(Input material begins)
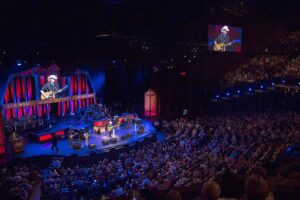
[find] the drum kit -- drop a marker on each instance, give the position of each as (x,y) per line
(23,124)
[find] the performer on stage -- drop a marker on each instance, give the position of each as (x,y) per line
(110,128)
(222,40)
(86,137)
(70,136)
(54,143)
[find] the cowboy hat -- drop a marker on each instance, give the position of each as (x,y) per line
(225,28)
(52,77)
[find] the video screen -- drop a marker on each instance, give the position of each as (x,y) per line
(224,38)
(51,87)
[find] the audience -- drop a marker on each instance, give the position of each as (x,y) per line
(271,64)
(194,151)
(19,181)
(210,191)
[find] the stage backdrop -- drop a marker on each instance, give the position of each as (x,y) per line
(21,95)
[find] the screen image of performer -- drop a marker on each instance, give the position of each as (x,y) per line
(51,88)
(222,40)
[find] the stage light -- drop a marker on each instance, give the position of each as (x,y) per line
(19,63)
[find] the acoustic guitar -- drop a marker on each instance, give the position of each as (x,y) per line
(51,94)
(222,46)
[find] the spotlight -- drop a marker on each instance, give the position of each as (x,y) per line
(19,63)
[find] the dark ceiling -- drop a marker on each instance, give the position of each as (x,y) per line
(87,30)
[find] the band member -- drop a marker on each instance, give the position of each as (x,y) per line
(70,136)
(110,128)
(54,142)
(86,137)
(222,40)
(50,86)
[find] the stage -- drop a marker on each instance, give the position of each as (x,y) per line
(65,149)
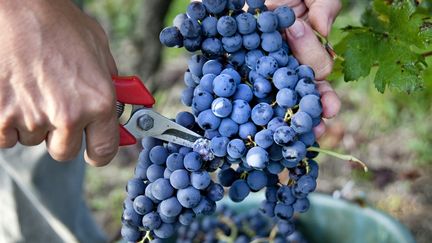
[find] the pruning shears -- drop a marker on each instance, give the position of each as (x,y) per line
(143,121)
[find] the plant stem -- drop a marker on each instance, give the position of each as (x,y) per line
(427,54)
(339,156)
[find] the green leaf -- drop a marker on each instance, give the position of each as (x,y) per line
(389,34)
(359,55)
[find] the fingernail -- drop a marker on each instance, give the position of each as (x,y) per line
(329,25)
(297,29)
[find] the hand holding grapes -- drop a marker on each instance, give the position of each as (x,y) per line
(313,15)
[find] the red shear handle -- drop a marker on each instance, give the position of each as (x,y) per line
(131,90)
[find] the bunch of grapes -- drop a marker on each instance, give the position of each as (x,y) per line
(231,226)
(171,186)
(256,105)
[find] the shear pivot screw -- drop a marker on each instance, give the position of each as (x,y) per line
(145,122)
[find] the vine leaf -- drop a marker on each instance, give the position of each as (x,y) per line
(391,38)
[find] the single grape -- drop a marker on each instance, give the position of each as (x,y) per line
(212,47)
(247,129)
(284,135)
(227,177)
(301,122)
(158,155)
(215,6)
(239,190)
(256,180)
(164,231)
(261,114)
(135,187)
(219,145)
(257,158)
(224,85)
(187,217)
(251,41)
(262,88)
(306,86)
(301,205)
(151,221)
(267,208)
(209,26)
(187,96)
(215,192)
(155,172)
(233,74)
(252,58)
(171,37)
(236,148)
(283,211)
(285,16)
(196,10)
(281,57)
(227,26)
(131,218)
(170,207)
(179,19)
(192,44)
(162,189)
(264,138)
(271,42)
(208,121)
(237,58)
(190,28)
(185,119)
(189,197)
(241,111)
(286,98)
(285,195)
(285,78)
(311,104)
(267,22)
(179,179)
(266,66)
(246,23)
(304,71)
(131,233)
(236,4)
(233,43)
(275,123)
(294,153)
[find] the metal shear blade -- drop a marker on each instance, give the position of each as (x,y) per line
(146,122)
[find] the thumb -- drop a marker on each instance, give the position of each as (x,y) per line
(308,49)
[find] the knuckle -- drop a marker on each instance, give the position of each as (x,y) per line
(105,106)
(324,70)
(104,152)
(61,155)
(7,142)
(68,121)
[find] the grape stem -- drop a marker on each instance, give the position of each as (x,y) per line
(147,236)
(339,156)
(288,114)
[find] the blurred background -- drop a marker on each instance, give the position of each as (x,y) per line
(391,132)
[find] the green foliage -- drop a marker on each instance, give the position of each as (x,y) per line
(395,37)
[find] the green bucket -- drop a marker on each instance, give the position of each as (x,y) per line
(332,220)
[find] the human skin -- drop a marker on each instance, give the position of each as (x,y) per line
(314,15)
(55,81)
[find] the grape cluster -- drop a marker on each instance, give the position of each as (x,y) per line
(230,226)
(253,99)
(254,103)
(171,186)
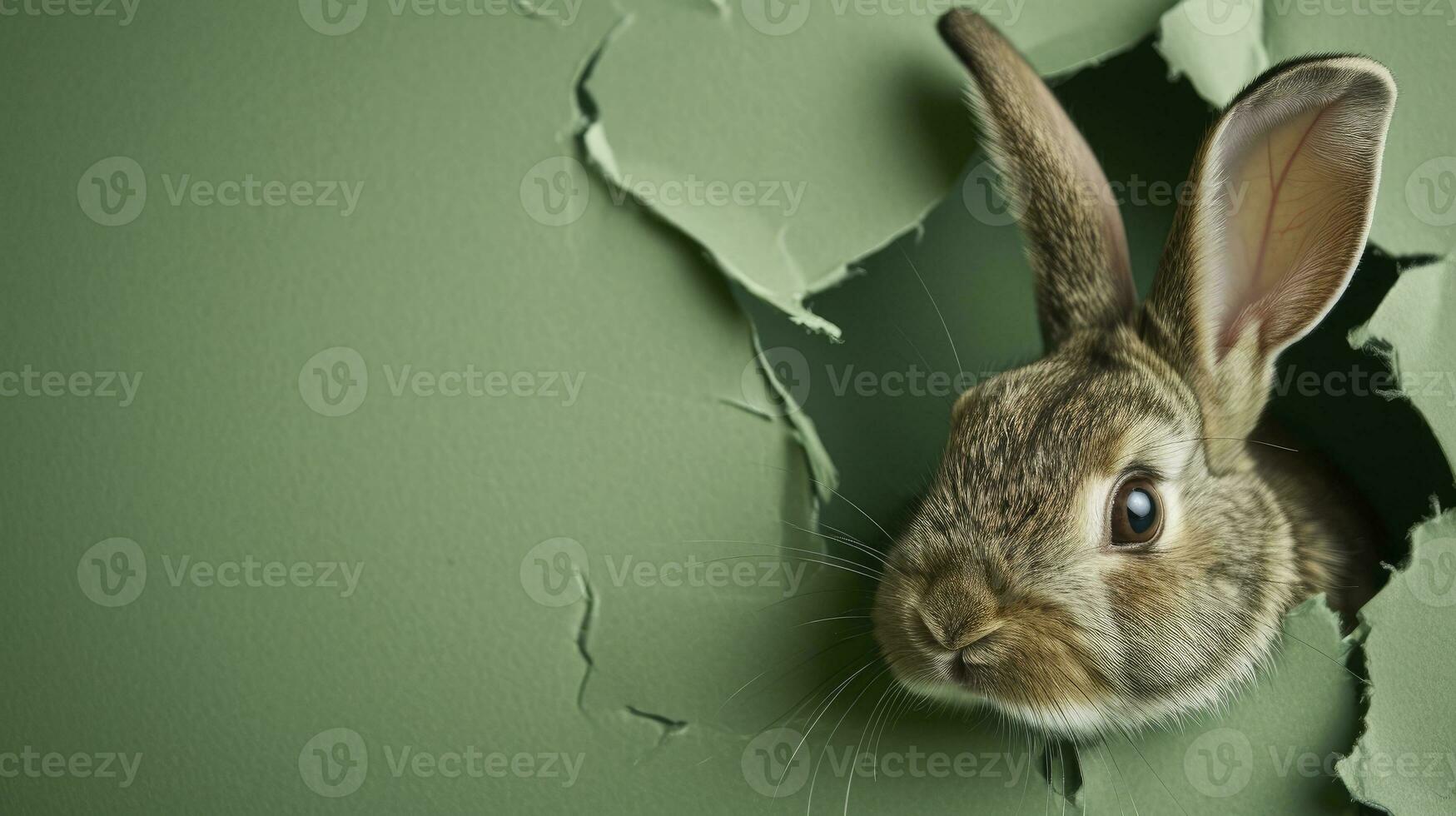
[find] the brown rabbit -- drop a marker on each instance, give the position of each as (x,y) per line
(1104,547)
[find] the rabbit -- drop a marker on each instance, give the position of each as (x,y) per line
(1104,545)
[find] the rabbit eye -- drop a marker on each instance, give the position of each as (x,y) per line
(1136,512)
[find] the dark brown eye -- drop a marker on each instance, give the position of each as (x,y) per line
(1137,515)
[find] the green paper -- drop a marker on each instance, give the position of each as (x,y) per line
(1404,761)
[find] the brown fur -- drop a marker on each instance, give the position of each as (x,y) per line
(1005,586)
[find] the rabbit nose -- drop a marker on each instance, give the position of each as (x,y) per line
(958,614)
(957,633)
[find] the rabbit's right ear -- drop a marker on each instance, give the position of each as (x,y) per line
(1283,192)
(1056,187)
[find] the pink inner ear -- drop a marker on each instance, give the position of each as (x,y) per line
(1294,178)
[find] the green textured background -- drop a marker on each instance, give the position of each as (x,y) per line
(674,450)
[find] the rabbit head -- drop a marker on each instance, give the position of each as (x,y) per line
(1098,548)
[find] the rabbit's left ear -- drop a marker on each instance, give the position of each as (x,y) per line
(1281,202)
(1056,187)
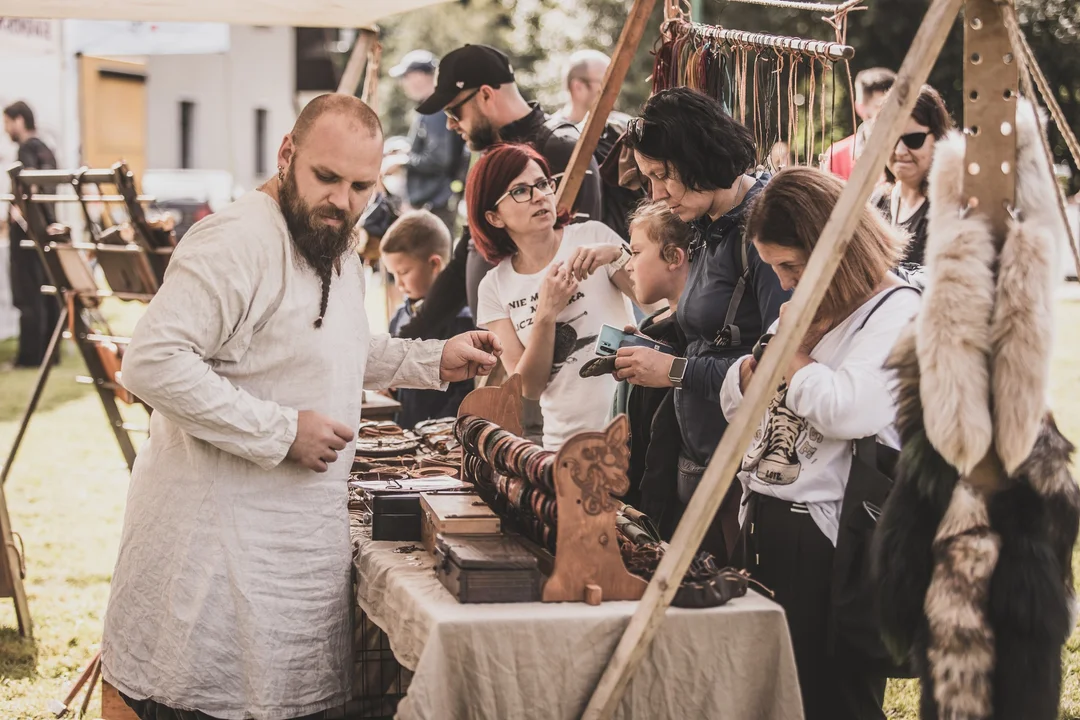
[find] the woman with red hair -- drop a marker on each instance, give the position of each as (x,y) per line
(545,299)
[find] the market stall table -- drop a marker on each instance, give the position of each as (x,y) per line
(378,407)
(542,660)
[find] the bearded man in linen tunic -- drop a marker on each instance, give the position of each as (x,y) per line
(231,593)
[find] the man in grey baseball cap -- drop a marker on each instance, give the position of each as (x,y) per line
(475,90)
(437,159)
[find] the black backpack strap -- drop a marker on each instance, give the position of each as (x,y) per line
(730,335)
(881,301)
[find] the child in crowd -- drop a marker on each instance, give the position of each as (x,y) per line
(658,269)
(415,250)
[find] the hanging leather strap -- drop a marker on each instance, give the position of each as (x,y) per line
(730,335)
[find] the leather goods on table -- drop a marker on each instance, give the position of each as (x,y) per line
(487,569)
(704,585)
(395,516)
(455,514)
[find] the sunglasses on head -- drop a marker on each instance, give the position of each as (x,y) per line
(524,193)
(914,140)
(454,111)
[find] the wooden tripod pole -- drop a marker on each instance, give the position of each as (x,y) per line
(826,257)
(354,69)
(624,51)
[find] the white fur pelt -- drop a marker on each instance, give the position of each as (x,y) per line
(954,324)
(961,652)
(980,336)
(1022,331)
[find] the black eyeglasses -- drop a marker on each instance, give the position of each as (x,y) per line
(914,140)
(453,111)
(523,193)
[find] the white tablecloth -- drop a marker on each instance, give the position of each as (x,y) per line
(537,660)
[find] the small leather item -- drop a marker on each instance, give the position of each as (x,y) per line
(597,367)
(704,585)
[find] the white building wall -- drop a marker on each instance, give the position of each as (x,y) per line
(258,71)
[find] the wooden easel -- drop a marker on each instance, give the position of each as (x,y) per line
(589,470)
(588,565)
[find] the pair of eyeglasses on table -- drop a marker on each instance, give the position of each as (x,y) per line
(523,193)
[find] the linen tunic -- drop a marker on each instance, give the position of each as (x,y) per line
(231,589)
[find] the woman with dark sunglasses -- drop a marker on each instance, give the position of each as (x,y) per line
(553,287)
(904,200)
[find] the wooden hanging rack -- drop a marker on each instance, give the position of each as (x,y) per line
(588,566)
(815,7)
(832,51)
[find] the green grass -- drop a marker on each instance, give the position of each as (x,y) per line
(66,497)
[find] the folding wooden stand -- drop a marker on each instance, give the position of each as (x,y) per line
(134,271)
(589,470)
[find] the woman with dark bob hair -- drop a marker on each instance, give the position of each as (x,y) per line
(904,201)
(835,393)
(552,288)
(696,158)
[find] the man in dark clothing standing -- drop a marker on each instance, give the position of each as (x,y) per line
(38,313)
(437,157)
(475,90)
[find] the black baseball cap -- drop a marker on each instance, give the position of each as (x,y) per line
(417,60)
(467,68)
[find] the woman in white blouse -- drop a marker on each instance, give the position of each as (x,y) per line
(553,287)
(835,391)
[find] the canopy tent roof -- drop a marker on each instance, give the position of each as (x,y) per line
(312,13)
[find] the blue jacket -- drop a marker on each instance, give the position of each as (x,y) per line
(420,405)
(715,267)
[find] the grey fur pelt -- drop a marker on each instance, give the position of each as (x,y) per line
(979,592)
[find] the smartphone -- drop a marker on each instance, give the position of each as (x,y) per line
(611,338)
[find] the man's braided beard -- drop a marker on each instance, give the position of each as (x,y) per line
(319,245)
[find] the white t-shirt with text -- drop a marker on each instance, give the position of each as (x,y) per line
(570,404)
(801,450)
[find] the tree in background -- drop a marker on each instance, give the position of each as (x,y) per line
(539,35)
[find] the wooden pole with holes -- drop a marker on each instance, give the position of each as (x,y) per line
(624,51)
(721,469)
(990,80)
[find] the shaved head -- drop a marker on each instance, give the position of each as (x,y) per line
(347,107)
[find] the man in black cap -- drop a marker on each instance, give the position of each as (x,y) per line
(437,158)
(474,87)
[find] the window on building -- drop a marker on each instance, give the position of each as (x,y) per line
(Input material ends)
What is expected:
Start at the line containing "[find] the shaved". Repeat it and each line after it, word for word, to the end of the records.

Completed exercise:
[find] the shaved head -- drop a marker on each instance, give the position of each as (x,y) per line
(347,107)
[find] the man in black cap -- drop a marker on each instance, give the position of each as (x,y) per line
(437,158)
(474,87)
[find] the window on building -- drop a marker on each instance, give the position of each as (x,y) per line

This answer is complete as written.